:: Data shown
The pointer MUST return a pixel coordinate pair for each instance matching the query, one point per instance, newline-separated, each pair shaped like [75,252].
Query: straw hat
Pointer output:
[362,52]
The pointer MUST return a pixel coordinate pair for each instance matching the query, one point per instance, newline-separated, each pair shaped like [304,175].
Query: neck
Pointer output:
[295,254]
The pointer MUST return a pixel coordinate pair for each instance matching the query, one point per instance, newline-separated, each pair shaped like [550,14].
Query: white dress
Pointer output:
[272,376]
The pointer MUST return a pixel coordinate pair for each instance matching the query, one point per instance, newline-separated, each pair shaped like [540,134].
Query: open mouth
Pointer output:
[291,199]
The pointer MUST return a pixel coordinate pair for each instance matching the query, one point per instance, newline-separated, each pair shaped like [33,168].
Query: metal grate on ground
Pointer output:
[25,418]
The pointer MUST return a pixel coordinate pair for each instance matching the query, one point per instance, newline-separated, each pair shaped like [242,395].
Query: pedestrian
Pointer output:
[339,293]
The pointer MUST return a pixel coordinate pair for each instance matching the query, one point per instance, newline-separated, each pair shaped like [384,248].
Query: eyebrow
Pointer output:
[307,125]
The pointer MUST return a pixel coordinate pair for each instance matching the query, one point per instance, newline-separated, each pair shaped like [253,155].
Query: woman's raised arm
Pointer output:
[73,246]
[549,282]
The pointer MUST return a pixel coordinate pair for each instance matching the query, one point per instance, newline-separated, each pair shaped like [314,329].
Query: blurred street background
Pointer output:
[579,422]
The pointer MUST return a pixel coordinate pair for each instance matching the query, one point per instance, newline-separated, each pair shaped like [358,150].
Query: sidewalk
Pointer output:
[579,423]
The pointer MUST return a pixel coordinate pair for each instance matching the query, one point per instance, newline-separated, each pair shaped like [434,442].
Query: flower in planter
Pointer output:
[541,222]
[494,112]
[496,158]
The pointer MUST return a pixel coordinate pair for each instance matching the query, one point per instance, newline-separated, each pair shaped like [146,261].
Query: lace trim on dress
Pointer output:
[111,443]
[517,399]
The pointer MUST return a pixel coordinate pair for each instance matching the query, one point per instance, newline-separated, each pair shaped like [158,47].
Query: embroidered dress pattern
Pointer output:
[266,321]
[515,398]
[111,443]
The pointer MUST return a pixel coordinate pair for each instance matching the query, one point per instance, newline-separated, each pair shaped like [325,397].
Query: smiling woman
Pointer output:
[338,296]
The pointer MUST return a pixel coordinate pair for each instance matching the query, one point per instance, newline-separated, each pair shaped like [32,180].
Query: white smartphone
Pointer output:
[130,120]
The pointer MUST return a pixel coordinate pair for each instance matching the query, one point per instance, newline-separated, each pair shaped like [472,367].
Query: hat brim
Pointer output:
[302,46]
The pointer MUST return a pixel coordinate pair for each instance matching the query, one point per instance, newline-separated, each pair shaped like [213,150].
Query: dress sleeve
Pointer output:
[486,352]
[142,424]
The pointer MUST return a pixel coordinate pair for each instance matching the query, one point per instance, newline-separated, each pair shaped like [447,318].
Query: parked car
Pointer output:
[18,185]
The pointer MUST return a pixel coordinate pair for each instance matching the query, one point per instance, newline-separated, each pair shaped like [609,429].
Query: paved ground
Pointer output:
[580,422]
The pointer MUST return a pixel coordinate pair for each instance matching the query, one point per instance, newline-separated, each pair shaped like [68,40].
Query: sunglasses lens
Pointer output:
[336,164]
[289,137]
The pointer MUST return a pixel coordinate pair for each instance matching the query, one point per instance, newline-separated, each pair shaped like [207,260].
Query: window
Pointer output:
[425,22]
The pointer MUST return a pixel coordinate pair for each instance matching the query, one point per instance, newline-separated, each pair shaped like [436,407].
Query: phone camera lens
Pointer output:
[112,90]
::::
* _What to work on_
Show all lines in the entries above where the string "lens" appears.

* _Answer area_
Query: sunglasses lens
Query: phone camera lens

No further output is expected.